## [INFORMATION SUPPLIED]
= = = = =

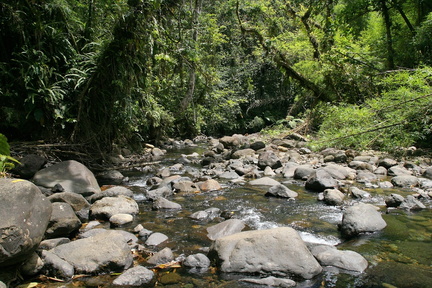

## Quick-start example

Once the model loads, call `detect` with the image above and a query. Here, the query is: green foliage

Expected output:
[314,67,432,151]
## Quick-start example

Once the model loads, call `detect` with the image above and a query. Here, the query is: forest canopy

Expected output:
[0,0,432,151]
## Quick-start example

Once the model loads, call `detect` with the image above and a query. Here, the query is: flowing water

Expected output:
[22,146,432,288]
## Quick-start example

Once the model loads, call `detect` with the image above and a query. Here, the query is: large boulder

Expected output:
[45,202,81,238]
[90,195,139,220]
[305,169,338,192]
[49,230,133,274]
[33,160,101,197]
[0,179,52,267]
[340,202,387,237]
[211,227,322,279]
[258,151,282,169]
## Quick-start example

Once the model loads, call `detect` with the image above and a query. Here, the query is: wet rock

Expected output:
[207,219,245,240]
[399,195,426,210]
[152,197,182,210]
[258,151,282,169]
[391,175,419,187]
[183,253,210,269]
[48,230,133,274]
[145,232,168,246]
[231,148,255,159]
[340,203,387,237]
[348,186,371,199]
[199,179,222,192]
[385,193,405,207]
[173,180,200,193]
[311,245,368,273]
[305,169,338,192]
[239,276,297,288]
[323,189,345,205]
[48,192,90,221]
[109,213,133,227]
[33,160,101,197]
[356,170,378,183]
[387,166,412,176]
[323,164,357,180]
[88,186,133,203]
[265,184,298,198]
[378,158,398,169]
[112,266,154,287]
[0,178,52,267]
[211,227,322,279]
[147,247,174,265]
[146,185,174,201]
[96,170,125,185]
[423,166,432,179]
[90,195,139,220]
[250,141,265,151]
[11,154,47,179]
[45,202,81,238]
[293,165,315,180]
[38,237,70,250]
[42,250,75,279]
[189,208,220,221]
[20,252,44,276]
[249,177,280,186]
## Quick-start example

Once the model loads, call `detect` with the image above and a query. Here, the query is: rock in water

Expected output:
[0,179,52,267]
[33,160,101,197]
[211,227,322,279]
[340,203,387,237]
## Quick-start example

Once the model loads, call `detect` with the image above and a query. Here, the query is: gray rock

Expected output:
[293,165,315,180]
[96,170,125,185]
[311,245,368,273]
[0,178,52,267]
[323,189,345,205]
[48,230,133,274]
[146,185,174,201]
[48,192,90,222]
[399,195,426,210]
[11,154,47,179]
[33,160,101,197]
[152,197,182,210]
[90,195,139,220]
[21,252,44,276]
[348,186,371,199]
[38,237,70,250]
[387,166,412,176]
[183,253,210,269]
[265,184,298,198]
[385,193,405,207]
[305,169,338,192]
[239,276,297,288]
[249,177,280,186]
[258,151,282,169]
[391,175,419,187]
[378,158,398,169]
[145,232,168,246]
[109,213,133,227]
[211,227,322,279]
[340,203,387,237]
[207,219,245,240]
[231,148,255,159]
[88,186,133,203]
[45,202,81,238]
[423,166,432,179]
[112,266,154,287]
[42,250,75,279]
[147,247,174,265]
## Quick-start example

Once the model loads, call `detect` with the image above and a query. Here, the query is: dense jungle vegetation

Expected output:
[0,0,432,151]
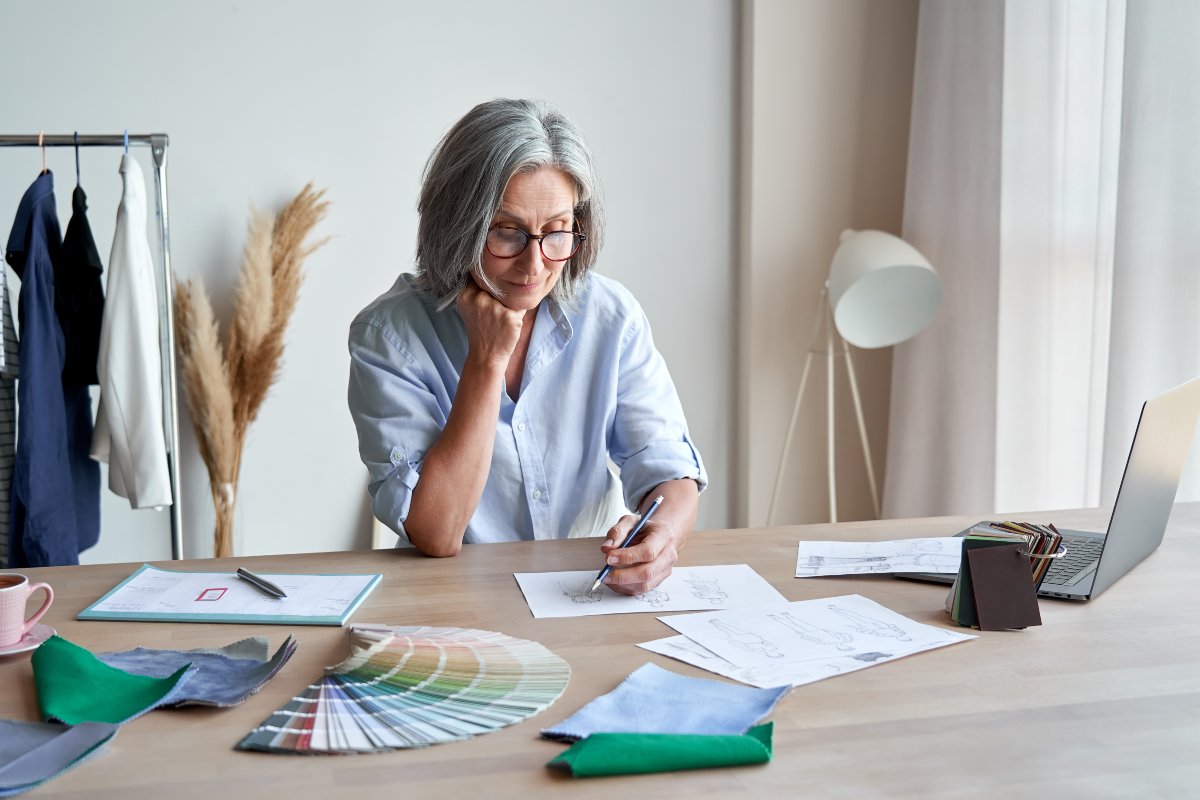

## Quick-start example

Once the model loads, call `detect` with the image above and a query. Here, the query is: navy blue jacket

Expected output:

= = = = =

## [WHAT YOU HAVE TO DO]
Show each line from the items above that contains the word "water".

## [IN RESPONSE]
Once the model loads, call `detect` with the image above and a query. Here, the query is: flowing water
Once the model loads, call `detect` with the image above and a query. Here, the query is: rock in water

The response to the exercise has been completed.